* BEGIN Dataset records *
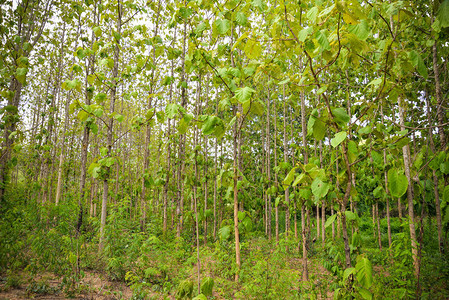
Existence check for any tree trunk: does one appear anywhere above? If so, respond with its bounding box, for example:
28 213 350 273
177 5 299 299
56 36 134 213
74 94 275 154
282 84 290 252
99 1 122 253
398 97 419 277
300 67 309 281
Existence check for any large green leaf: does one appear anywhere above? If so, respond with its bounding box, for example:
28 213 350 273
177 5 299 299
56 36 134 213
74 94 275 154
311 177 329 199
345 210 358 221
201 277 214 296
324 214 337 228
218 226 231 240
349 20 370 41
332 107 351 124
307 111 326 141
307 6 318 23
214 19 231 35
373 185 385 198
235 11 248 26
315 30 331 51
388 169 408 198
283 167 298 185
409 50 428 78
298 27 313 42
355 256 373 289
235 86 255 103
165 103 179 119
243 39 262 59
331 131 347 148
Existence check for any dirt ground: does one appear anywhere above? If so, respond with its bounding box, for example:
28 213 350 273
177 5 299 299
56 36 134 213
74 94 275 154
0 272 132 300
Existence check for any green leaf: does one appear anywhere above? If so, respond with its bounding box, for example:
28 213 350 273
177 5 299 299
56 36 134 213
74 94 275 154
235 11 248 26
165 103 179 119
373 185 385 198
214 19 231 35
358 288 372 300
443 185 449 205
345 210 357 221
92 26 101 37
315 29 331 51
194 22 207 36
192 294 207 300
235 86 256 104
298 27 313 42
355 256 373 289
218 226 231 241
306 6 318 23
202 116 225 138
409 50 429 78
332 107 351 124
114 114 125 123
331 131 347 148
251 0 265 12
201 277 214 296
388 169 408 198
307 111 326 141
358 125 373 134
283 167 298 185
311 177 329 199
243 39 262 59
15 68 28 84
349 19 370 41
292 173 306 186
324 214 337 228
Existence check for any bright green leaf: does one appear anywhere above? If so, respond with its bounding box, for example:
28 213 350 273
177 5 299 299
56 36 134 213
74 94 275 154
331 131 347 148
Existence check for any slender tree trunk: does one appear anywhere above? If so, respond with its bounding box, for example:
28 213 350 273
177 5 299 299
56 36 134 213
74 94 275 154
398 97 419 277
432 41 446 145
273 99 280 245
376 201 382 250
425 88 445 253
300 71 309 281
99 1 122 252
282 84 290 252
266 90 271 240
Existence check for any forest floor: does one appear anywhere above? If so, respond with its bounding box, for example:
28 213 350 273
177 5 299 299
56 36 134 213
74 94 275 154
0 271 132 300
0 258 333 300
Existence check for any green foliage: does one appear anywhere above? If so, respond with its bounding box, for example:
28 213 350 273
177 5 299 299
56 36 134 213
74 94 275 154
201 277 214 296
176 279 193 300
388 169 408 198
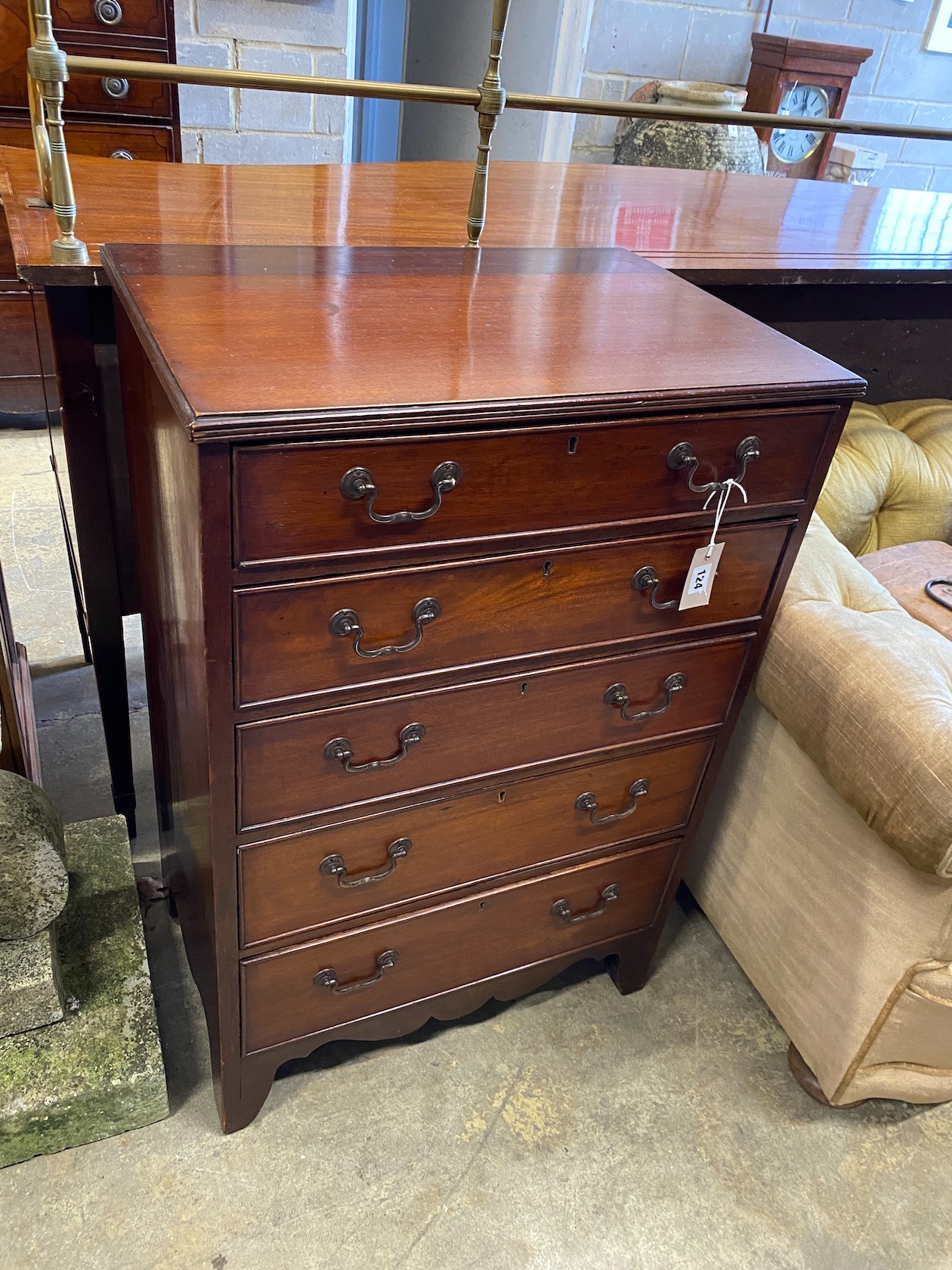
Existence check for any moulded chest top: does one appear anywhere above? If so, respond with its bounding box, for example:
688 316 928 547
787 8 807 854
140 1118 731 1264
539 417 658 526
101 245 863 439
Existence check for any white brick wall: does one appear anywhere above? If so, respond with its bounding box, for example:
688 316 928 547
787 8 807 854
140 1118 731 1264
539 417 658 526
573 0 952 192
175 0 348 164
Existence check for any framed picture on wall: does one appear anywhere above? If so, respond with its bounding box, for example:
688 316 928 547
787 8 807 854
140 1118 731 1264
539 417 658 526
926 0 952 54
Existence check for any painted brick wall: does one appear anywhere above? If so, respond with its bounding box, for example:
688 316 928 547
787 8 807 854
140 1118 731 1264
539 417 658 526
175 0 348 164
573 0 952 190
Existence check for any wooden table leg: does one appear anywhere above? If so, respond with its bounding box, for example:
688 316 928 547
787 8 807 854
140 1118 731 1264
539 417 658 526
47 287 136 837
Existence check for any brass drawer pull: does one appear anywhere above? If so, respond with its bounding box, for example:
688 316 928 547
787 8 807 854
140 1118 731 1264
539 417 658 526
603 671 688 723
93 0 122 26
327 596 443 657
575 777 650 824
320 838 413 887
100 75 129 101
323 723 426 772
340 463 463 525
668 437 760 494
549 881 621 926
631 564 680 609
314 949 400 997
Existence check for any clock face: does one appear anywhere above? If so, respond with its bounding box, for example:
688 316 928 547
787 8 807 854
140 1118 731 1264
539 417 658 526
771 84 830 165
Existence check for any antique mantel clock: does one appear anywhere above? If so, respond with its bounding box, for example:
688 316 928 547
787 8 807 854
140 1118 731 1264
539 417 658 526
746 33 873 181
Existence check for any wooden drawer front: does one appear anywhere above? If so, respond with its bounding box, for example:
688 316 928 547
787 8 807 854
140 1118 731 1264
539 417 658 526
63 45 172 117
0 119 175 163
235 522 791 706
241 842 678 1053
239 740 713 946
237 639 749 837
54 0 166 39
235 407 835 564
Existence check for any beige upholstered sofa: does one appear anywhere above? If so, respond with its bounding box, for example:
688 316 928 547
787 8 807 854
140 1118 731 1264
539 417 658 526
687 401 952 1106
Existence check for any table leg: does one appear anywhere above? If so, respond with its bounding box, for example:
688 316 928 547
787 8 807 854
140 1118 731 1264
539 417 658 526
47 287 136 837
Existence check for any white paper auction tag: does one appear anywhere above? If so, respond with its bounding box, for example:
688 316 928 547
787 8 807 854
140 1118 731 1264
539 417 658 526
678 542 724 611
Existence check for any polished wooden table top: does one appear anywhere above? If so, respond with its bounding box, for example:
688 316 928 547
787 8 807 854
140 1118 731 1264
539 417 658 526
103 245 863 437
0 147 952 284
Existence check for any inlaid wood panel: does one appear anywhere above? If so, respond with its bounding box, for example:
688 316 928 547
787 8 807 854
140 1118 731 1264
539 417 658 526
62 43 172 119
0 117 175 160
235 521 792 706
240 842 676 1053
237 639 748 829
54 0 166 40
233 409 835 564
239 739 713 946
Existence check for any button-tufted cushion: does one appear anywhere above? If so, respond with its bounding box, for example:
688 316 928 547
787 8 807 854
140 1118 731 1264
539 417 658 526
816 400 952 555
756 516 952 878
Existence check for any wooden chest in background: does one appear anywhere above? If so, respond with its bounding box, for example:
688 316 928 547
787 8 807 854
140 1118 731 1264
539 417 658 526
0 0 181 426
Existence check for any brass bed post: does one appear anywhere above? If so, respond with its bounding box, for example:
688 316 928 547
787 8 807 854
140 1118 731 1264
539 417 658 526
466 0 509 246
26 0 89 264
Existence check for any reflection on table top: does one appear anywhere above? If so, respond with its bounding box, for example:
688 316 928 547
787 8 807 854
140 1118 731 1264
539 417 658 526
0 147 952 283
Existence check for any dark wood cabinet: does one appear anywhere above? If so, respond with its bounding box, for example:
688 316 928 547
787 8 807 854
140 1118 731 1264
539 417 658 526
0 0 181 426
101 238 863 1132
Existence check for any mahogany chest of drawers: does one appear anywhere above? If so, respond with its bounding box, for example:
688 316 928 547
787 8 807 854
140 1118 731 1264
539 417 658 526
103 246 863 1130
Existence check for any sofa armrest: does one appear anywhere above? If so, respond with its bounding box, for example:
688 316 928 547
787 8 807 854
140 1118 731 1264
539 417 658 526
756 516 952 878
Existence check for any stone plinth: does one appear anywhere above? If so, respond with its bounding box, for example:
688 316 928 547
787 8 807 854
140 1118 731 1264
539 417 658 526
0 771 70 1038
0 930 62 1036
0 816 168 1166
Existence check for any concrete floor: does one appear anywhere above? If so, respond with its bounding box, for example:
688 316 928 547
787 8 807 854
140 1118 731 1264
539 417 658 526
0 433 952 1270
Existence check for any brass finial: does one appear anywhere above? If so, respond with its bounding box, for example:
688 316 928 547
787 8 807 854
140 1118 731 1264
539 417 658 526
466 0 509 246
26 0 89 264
* END Dataset records *
* BEGIN Dataset records *
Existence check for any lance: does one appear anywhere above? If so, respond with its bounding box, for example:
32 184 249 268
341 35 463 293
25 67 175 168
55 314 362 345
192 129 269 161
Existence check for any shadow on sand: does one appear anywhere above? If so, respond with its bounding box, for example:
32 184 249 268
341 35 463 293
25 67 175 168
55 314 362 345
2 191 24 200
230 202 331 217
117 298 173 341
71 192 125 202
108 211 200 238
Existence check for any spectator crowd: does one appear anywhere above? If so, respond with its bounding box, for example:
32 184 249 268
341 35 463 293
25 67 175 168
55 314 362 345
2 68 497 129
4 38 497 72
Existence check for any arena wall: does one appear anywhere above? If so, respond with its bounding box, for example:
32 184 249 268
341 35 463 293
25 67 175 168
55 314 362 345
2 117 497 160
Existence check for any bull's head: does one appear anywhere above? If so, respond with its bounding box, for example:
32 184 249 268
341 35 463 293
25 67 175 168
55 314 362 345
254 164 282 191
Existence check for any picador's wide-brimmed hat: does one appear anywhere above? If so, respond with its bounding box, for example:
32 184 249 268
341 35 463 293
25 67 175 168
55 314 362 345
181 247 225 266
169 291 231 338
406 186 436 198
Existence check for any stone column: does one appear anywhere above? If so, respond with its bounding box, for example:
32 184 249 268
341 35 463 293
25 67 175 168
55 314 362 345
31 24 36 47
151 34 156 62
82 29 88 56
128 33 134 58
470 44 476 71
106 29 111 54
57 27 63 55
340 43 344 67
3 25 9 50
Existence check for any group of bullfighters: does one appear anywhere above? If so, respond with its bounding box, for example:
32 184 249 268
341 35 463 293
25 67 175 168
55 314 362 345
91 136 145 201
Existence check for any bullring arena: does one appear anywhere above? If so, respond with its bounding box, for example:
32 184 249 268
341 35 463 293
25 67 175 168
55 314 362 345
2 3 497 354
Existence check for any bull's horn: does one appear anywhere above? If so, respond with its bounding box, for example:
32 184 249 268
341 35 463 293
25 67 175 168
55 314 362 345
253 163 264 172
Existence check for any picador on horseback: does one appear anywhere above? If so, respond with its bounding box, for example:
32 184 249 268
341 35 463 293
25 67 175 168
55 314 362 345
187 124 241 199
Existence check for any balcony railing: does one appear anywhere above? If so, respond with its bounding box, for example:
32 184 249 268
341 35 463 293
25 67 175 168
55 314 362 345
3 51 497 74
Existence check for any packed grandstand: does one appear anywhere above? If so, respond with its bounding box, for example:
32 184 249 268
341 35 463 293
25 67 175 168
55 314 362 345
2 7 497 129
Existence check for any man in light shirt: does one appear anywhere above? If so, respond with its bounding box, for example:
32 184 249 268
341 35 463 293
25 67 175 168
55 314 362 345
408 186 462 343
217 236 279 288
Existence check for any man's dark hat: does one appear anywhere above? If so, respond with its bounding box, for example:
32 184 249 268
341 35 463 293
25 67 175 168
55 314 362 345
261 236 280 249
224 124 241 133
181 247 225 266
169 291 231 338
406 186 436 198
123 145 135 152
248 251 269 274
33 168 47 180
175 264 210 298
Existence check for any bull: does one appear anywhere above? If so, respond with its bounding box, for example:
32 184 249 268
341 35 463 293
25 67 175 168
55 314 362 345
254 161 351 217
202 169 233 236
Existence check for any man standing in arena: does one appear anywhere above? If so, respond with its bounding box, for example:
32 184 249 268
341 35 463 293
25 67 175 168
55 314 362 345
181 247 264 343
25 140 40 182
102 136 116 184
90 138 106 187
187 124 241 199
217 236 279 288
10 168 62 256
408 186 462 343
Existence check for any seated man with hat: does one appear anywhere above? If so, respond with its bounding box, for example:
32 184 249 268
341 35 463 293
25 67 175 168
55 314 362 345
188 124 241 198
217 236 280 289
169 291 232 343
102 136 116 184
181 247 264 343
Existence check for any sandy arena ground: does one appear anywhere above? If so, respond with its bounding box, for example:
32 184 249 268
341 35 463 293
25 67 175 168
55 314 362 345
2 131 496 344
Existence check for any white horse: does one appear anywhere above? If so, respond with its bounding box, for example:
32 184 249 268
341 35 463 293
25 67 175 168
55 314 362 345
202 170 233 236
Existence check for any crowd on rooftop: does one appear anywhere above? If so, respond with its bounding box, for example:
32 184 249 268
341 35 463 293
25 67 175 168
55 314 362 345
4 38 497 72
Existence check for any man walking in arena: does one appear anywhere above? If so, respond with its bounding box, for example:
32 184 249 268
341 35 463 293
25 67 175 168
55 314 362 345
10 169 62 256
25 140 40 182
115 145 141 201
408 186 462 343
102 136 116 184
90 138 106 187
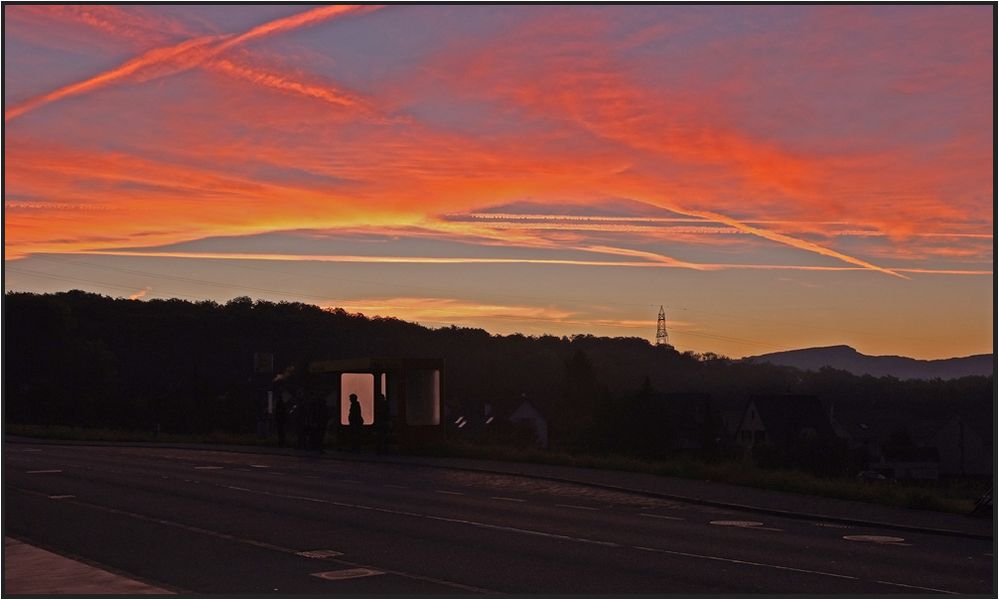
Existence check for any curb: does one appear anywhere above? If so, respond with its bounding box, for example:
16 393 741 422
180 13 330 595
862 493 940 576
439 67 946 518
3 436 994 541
* END Dataset records *
* BEGIN Dataset records *
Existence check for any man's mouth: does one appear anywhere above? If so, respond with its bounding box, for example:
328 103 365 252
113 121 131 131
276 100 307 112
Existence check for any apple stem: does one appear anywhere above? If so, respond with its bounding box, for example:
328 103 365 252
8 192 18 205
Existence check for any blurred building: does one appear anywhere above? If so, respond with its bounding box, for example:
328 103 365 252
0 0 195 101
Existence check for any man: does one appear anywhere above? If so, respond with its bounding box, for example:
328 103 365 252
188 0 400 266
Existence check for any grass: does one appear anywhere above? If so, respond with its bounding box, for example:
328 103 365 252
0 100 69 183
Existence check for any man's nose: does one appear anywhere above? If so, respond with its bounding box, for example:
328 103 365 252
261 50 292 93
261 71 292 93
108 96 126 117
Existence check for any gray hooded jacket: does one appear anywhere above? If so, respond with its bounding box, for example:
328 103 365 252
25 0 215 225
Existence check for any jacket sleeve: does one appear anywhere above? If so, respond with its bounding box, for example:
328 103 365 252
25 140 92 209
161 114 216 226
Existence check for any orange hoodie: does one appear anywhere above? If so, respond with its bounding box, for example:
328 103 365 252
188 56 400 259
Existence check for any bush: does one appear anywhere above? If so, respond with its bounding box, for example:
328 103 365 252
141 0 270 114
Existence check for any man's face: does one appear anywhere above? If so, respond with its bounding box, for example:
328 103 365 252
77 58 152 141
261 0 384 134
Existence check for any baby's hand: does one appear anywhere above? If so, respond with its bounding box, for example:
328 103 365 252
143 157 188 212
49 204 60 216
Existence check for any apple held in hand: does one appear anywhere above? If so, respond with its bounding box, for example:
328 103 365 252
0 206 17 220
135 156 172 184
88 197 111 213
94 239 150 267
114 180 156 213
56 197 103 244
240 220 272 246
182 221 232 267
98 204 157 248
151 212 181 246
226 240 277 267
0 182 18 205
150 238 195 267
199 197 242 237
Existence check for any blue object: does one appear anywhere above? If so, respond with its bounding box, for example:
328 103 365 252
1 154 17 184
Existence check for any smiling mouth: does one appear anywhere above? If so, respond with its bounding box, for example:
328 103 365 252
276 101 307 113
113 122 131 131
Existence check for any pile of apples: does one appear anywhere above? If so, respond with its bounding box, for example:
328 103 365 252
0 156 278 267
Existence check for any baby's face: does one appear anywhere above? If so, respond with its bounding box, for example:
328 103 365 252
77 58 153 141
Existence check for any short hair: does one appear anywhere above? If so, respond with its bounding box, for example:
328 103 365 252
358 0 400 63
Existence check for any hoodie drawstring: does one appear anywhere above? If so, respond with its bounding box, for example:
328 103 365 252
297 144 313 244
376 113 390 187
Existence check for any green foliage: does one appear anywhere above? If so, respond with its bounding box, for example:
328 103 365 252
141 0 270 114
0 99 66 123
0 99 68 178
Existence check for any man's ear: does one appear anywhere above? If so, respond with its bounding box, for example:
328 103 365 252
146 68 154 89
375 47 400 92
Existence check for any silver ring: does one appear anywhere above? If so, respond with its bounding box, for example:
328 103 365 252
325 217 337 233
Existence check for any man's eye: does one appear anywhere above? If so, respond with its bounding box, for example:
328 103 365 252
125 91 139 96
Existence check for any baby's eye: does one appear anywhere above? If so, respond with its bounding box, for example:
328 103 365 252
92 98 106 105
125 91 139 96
* END Dataset records *
Task to complete >> Copy the records word for word, starting at the line that contains "Existence check for any brass drawer" and stopping after the line that contains "0 147 952 284".

Problem solution >>
Existence check for any brass drawer pull: does one appear anywhere above? If so, respond with its bounding box, for example:
688 316 928 547
787 8 807 854
140 1118 731 1264
539 417 658 526
603 671 688 723
93 0 122 26
327 596 443 657
575 777 650 824
320 838 413 887
100 75 129 101
323 723 426 772
340 463 463 525
668 437 760 494
549 881 621 926
631 564 680 609
314 949 400 997
Existence check for any clock face: does one appear anywhere above? If so, respond with its bounding box, for example:
688 316 928 547
787 8 807 854
140 1118 731 1264
539 417 658 526
771 84 830 165
Existence check for any antique mantel clock: does one appear anywhere above? If so, respond with its bounding box, for example:
688 316 928 547
787 8 807 854
140 1118 731 1264
539 417 658 526
746 33 873 181
Existence check for any wooden drawer front: does one appear anywhere above? If so, respond with its bounding box, for example:
688 316 928 547
787 8 807 854
140 1118 731 1264
539 417 658 526
63 45 172 117
0 119 175 163
235 522 791 706
241 842 678 1053
239 740 713 946
237 639 749 837
54 0 166 39
235 407 835 564
Existence check for any beige upholstered sofa: does one appear anywhere above? If so, respond with its bounding box, for example:
688 316 928 547
787 8 807 854
140 1118 731 1264
539 417 658 526
687 401 952 1106
Existence check for any table leg: does one appear anywhere above? If so, respond with its bounding box, for example:
688 316 928 547
787 8 807 854
140 1118 731 1264
539 417 658 526
47 287 136 837
Existence check for any white paper auction tag: does one appear anywhere above? If so, respond with its bounding box, for example:
688 316 928 547
787 8 807 854
140 1118 731 1264
539 417 658 526
678 542 724 611
Existence check for any polished wooden table top: does one appear anywhere above? If so, respond with its bounding box, for example:
688 316 928 547
787 8 807 854
140 1118 731 1264
539 417 658 526
103 245 863 437
0 147 952 284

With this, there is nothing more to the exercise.